> **Required work**:
**1)** Answer the following questions about the patch page on the pasid replace API:
(a) Who sent the patch, according to its header?
(b) Which existing function is the new API described as similar to?
(c) What is the title of the series that this patch belongs to?
**2)** Write the text that follows the last sentence of the patch page on the pasid replace API, in the same technical style.

[v5,01/12] iommu: Introduce a replace API for device pasid

Message ID	20241104132513.15890-2-yi.l.liu@intel.com (mailing list archive)
State	New
Headers	show Received: from mgamail.intel.com (mgamail.intel.com [198.175.65.10]) (using TLSv1.2 with cipher ECDHE-RSA-AES256-GCM-SHA384 (256/256 bits)) (No client certificate requested) by smtp.subspace.kernel.org (Postfix) with ESMTPS id A14DEC2FB for <kvm@vger.kernel.org>; Mon, 4 Nov 2024 13:25:16 +0000 (UTC) From: Yi Liu <yi.l.liu@intel.com> To: joro@8bytes.org, jgg@nvidia.com, kevin.tian@intel.com, baolu.lu@linux.intel.com Cc: alex.williamson@redhat.com, eric.auger@redhat.com, nicolinc@nvidia.com, kvm@vger.kernel.org, chao.p.peng@linux.intel.com, yi.l.liu@intel.com, iommu@lists.linux.dev, zhenzhong.duan@intel.com, vasant.hegde@amd.com Subject: [PATCH v5 01/12] iommu: Introduce a replace API for device pasid Date: Mon, 4 Nov 2024 05:25:02 -0800 Message-Id: <20241104132513.15890-2-yi.l.liu@intel.com> In-Reply-To: <20241104132513.15890-1-yi.l.liu@intel.com> References: <20241104132513.15890-1-yi.l.liu@intel.com> Precedence: bulk MIME-Version: 1.0 Content-Transfer-Encoding: 8bit
Series	iommufd support pasid attach/replace \| expand [v5,00/12] iommufd support pasid attach/replace [v5,01/12] iommu: Introduce a replace API for device pasid [v5,02/12] iommufd: Refactor __fault_domain_replace_dev() to be a wrapper of iommu_replace_group_ha… [v5,03/12] iommufd: Move the iommufd_handle helpers to device.c [v5,04/12] iommufd: Always pass iommu_attach_handle to iommu core [v5,05/12] iommufd: Pass pasid through the device attach/replace path [v5,06/12] iommufd: Support pasid attach/replace [v5,07/12] iommufd: Allocate auto_domain with IOMMU_HWPT_ALLOC_PASID flag if device is PASID-capable [v5,08/12] iommufd: Enforce pasid compatible domain for PASID-capable device [v5,09/12] iommufd/selftest: Add set_dev_pasid in mock iommu [v5,10/12] iommufd/selftest: Add a helper to get test device [v5,11/12] iommufd/selftest: Add test ops to test pasid attach/detach [v5,12/12] iommufd/selftest: Add coverage for iommufd pasid attach/detach

Yi Liu Nov. 4, 2024, 1:25 p.m. UTC

Provide a high-level API to allow replacements of one domain with
another for specific pasid of a device. This is similar to
iommu_group_replace_domain() and it is expected to be used only by
IOMMUFD.

> **Data entries**:

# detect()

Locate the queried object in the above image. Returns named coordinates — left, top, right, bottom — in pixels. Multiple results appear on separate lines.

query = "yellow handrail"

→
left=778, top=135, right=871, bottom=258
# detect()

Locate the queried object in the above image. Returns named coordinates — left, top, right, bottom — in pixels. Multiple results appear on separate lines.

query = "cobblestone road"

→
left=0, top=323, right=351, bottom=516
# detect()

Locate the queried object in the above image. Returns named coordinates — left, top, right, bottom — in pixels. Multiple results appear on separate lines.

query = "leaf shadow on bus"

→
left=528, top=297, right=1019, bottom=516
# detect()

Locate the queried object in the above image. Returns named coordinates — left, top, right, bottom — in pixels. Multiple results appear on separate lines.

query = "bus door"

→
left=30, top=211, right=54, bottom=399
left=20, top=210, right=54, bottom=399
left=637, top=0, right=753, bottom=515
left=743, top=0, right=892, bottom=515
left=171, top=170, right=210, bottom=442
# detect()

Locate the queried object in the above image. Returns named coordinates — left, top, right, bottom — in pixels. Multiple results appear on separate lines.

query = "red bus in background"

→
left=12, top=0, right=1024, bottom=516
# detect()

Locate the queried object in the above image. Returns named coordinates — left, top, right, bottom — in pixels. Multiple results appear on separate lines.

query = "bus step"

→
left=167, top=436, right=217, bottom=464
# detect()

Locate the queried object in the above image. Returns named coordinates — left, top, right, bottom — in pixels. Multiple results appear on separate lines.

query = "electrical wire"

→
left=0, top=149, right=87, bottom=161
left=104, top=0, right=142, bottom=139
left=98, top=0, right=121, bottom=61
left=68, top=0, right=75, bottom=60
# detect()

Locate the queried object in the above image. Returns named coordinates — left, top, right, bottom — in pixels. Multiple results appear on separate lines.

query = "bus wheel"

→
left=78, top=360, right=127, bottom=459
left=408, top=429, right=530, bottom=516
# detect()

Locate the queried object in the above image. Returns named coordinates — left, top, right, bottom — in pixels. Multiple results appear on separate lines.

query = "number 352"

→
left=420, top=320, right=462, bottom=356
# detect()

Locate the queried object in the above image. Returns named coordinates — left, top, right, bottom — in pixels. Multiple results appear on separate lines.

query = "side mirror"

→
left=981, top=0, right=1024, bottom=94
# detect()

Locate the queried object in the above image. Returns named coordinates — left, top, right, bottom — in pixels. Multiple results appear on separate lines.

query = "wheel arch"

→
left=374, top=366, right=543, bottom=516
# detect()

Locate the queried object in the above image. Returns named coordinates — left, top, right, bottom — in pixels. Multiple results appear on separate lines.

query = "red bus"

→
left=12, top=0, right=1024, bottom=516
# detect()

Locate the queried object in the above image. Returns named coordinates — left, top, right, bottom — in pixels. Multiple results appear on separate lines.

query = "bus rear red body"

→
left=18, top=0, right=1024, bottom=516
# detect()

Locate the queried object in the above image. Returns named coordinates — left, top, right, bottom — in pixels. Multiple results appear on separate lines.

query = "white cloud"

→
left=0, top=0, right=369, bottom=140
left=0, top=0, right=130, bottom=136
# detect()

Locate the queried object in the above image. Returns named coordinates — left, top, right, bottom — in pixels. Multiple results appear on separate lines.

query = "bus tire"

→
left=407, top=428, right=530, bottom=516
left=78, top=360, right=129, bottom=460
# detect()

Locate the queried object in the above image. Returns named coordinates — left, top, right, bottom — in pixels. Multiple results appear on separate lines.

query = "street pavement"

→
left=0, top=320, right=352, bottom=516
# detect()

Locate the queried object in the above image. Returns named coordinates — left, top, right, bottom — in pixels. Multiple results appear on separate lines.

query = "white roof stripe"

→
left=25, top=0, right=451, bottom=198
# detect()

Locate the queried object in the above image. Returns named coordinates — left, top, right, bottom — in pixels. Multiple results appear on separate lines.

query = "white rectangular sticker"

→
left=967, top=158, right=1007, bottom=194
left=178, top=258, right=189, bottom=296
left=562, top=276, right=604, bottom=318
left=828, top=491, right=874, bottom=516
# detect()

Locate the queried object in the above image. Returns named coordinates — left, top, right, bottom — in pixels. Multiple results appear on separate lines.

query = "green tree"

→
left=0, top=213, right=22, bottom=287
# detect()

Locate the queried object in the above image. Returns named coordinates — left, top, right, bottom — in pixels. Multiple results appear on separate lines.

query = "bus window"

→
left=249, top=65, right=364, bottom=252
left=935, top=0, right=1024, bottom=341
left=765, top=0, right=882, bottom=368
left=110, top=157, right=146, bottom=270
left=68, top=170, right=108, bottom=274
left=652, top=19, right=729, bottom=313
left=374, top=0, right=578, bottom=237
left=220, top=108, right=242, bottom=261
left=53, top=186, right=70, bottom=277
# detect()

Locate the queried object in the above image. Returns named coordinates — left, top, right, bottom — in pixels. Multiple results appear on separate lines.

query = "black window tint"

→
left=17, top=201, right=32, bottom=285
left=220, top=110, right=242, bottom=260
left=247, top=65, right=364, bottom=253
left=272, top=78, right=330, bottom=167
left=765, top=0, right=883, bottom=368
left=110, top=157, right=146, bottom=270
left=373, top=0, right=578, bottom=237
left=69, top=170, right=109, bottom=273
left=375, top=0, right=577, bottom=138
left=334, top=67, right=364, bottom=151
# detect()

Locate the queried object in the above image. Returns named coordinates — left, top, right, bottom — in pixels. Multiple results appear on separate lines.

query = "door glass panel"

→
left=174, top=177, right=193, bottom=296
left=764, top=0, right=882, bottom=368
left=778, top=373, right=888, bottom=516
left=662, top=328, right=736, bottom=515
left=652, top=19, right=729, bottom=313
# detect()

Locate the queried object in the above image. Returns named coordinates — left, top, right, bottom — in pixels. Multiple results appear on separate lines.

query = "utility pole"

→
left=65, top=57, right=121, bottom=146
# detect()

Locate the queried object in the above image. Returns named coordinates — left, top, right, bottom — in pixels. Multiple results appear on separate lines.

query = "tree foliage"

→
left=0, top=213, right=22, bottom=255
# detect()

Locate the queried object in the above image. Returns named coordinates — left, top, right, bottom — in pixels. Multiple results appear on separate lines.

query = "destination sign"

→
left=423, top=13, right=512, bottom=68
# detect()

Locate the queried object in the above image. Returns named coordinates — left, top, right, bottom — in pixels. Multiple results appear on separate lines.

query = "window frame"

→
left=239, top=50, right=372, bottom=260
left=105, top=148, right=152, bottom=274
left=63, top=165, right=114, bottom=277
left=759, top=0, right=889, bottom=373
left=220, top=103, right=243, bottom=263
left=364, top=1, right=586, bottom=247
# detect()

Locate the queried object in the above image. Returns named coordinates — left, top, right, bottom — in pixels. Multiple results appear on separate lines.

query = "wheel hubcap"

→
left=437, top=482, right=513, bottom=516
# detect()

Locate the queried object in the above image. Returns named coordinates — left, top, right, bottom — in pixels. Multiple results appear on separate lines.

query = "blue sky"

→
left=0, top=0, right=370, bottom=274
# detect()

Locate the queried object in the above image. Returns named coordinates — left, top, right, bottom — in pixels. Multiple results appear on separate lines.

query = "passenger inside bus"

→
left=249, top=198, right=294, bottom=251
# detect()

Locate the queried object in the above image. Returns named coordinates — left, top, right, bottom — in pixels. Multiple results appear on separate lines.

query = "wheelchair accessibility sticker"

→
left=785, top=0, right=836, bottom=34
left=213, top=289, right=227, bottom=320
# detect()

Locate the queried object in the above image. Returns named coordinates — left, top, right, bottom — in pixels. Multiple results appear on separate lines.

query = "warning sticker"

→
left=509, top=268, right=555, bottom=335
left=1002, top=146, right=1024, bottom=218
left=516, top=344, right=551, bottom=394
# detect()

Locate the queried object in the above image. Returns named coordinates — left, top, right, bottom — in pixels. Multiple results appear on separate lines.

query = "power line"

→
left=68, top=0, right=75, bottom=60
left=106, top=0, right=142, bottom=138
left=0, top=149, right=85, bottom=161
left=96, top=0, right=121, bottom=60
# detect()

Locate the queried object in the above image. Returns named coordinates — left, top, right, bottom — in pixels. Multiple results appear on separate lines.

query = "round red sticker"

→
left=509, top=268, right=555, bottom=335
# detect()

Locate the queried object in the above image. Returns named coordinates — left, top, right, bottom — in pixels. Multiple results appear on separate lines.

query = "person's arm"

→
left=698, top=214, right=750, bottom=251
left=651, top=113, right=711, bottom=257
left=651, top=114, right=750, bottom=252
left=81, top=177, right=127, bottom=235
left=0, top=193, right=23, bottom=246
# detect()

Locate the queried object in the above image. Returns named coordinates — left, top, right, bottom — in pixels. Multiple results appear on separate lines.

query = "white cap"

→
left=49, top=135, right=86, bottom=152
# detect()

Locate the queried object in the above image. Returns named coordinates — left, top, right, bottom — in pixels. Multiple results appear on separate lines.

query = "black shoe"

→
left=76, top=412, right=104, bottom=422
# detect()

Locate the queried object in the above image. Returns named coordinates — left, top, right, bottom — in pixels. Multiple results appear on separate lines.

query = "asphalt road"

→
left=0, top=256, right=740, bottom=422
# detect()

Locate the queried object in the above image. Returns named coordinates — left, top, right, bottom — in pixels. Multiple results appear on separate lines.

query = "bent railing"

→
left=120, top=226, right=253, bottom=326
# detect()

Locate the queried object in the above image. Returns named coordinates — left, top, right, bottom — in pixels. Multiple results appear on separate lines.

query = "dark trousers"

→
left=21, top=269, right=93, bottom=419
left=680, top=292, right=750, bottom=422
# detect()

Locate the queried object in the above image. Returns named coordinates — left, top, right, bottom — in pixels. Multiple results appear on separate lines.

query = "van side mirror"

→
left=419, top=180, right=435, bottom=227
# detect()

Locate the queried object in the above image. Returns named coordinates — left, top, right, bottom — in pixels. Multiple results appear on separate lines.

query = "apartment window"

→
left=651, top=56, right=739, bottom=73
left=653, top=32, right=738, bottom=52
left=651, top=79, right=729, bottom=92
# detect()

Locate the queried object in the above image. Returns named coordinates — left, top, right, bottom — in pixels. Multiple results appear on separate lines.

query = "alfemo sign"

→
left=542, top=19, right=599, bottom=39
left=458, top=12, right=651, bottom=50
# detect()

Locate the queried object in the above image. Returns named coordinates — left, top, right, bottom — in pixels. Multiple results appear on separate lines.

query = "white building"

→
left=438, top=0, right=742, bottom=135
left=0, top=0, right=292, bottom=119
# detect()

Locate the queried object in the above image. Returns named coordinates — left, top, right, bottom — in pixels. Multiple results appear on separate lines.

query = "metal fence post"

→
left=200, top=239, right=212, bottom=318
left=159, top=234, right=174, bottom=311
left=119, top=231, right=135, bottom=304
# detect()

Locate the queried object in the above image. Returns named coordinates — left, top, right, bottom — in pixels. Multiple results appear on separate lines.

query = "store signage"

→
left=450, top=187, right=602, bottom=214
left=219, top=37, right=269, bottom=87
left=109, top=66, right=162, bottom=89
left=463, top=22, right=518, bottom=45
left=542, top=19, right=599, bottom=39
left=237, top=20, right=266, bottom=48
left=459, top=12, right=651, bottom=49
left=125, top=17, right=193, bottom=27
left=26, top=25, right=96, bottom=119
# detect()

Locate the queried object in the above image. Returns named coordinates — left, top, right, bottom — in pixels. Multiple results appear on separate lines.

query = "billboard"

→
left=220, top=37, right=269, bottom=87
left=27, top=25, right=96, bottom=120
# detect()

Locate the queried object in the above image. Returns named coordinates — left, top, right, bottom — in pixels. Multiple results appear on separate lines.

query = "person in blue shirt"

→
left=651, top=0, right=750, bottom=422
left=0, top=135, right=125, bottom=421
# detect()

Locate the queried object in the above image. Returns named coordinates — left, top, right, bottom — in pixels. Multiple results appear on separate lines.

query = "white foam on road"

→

> **Results**:
**1)**
(a) Yi Liu
(b) iommu_group_replace_domain()
(c) iommufd support pasid attach/replace

**2)**
Co-developed-by: Lu Baolu <baolu.lu@linux.intel.com>
Signed-off-by: Lu Baolu <baolu.lu@linux.intel.com>
Signed-off-by: Yi Liu <yi.l.liu@intel.com>
---
 drivers/iommu/iommu-priv.h |  4 ++
 drivers/iommu/iommu.c      | 90 ++++++++++++++++++++++++++++++++++++--
 2 files changed, 90 insertions(+), 4 deletions(-)

Baolu Lu Nov. 5, 2024, 3:58 a.m. UTC | #1

On 11/4/24 21:25, Yi Liu wrote:
> +/**
> + * iommu_replace_device_pasid - Replace the domain that a pasid is attached to
> + * @domain: the new iommu domain
> + * @dev: the attached device.
> + * @pasid: the pasid of the device.
> + * @handle: the attach handle.
> + *
> + * This API allows the pasid to switch domains. Return 0 on success, or an
> + * error. The pasid will keep the old configuration if replacement failed.
> + * This is supposed to be used by iommufd, and iommufd can guarantee that
> + * both iommu_attach_device_pasid() and iommu_replace_device_pasid() would
> + * pass in a valid @handle.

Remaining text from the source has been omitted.